Ce que je pense du livre de Sansal Par Aziz Farès

Ce que je pense du livre de Sansal  Par Aziz Farès
Après une lecture appliquée de ce roman, je reviens sur quelques détails.
J’avais déjà évoqué cette mise en scène symbolique d’une mort qui serait une irrésistible fuite en avant. Une façon « d’échapper » à son destin en inhalant des gaz d’échappement.
Le prénom ensuite, Rachel, est mixte.
Serait ce une volonté délibérée, consciente de l’auteur ? Un lapsus évident ? un signal à décoder ? un choix porté par le hasard ?
Rachel/Helmut/Boualem/Rachid…, tous ces personnages se ressemblent tellement qu’ils semblent se confondre. Quel sens donné à cette confusion ? Celui de l’honneur « aristocratique »? Un honneur dépravé, dégénéré qui cherche à « réparer » l’insoutenable crime que Je n’ai pas commis.
Dans une subtile ambiguïté, Sansal l’a-t-il compris ainsi, nous sommes vraisemblablement en présence du même personnage . Une nouvelle et immortelle version du Dr Jekyll et Mister Hide . En vérité je me pose la question : sommes nous, vraiment, face à une contradiction Ou bien en présence d’un paradoxe parfaitement logique dont le sens , encore, nous échappe ?
L’ honneur se nourrit-il de sa propre haine ? l’Honneur, masculin, Le Nif, peut il s’accommoder de sa face cachée qu’il refoule au plus profond mais qui émerge en toute impunité, libre, sans contrôle ?
A partir d’un nom de village, Sansal a conçu son roman pour lier des destins éparpillés.
Mis à part la dimension romanesque, l’écrit, la narration, qu’a donc cherché à mettre en exergue Boualem Sansal ?
La relation entre le nazisme et l’islamisme ? le culpabilité intrinsèque à la nature humaine ? la dénonciation de la barbarie ( les nazis, au pouvoir, étaient-ils des terroristes ?). Quel sens donner, aujourd’hui, au mot terreur?
En fait ce qui lentement émerge dans un dévoilement presque indécent, c’est cette rencontre fatale avec l’autre dimension de notre identité ; celle que nous refusons, celle que nous ne pouvons accepter, celle que les nazis, l’Inquisition ont tenté de gommer comme le fait, plus proche de nous, ElQuaïda.
Vouloir, quelle prétention, à tout prix, s’élever pour échapper à sa condition, à sa finitude, à son existence maudite, n’est ce pas la raison qui déraisonne ? Une logique implacable qui nous permet de dénier à l’autre/moi une existence bien réelle.
Se débarrasser de cette gangue immonde, se purifier de ce crime d’être sans avoir été, de ne jamais être, de ne pouvoir être, rien d’autre que ce que l’on est dans un dédoublement schizophrène qui se multiplie à l’infini pour transiter par un espoir de rédemption qui nous sera toujours refusé à moins de se sentir porté par les ailes de la mort. Se sentir enfin après n’avoir rien ressenti ; ni passion, ni émotion, ni affect, ni faiblesse, ni regret. Se déshumaniser pour atteindre l’absolue félicité dans un absolu qui ne fera rien d’autre de nous que des zombies à la recherche éperdue de leur âme. Perdus, pour toujours, pour jamais, dans l’éternel silence de la mort.

(Les consignes):
[1] Dites si chacune des affirmations (a), (b) et (c) concorde avec la critique du roman de Sansal, en répondant par oui ou non et en citant exactement les mots du texte qui tranchent. (a) Le prénom Rachel y est présenté comme mixte. (b) Sansal a conçu son roman à partir d’un nom de ville. (c) L’auteur de la critique a lu le roman rapidement.
[2] Prolongez la critique du roman de Sansal à partir de sa dernière phrase.
On peut se passer des enregistrements.

Enregistrements tirés d’une collection:

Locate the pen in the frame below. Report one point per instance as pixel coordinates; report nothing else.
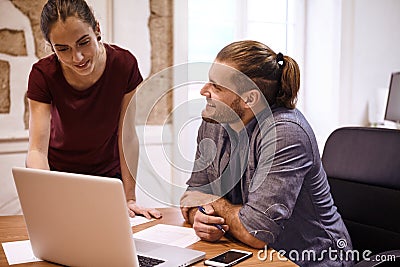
(202, 210)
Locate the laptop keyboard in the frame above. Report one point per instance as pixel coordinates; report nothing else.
(148, 262)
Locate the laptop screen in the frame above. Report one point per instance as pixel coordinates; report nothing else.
(393, 102)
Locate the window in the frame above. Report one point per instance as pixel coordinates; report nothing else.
(214, 24)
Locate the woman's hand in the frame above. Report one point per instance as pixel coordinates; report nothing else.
(149, 213)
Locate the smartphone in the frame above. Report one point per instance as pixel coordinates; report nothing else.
(228, 258)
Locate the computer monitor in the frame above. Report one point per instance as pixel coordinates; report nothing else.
(393, 102)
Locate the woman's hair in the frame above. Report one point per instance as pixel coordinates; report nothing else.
(277, 76)
(60, 10)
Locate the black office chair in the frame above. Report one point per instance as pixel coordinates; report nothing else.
(363, 169)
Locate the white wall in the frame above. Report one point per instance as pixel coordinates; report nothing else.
(130, 30)
(351, 49)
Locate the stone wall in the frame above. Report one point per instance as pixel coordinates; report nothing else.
(161, 40)
(13, 47)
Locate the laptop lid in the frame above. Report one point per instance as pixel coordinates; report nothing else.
(82, 220)
(392, 112)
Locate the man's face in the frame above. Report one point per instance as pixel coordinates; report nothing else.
(224, 105)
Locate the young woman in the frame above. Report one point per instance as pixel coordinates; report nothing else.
(78, 97)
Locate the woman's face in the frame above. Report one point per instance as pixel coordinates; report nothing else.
(76, 45)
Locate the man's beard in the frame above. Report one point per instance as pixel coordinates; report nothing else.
(226, 114)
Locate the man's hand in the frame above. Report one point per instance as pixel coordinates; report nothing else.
(204, 225)
(134, 209)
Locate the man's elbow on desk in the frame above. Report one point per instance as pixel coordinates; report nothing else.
(230, 213)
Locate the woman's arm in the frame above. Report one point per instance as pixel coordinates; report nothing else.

(Réponses par consigne):
[1]
(a) Oui : « Le prénom ensuite, Rachel, est mixte. »
(b) Non : « A partir d’un nom de village, Sansal a conçu son roman pour lier des destins éparpillés. »
(c) Non : « Après une lecture appliquée de ce roman »

[2]
Ce n’est pas l’histoire d’un fils d’allemand que Sansal nous conte. C’est notre histoire ; celle de notre vie ; celle des Humains. Mais c’est surtout la sienne.
La Shoah n’a pas de sens, sauf pour les nazis qui ne comprenaient pas qu’on ne les comprennent pas.
Mais l’Honneur peut il laver une faute qui n’a pas été commise ?A moins de se sentir l’éternel coupable de ce crime, disons plutôt cet innocent délit, qu’une douce compagne nous aurait fait commettre…pour notre plus grand plaisir. Et cela, le plaisir, la jouissance d’Etre, est insupportable.
Où sont-elles donc ces houries promises au guerrier fatigué ? Ces vierges qui ne craignent pas de croquer le fruit interdit qui nous mène à la connaissance de nous dont nous refusons d’entendre le Nom et encore moins de voir le visage . L’actualité nous présente de terribles faits, des images insoutenables d’une mort qui nous angoisse au point de ne plus vivre. Mais il me faut revenir à ce Nom (ce Non ?) du « village de l’Allemand » ou le père allemand SS se convertit à l’islam. Double drame pour un fils, est ce une fille, qui ne se résout pas à accepter l’infâme filiation.
Il est évident que Sansal un intellectuel engagé…par qui ? est tiraillé. Il doit d’une part soutenir Nicolas Sarkozy qui ne veut pas entendre parler de repentance pour les crimes commis par la France en Algérie, mais d’autre part il nous convie à la lecture de son ouvrage « le village de l’Allemand » dans lequel son héros se suicide pour expier le crime qu’il juge abject de son père un ex nazi converti à l’Islam. En effet, dans une entrevue au Nouvel Obs, il dit : « … se pose la terrible question: sommes-nous comptables des crimes commis par nos parents, d'une manière générale par le peuple auquel nous appartenons? Oui, cette question me hante et je n'ai pas de réponse. Je me dis que nous ne sommes responsables de rien mais en tant qu'héritiers, le problème nous échoit, nous n'y pouvons rien. Je me dis que nous n'avons à faire ni repentance ni excuse mais en tant qu'héritiers le problème nous échoit. ». C’est là un exercice de funambule périlleux à exécuter .Douloureuse filiation sur laquelle Sansal devrait s’interroger ; c’est là son problème.
A lui d’en trouver la réponse, au lieu de nous questionner sur la Shoah.
C’est par ce détour que Rachel nous amène à ce qui semble tellement le tourmenter.
Comment s’accepter, en acceptant ce que son père a fait. C’est un dilemme énigmatique dont la clé ne se trouve probablement pas dans le roman mais dans la vie même de Sansal.
Que doit donc pardonner , se pardonner, Sansal , ou pardon…Rachel?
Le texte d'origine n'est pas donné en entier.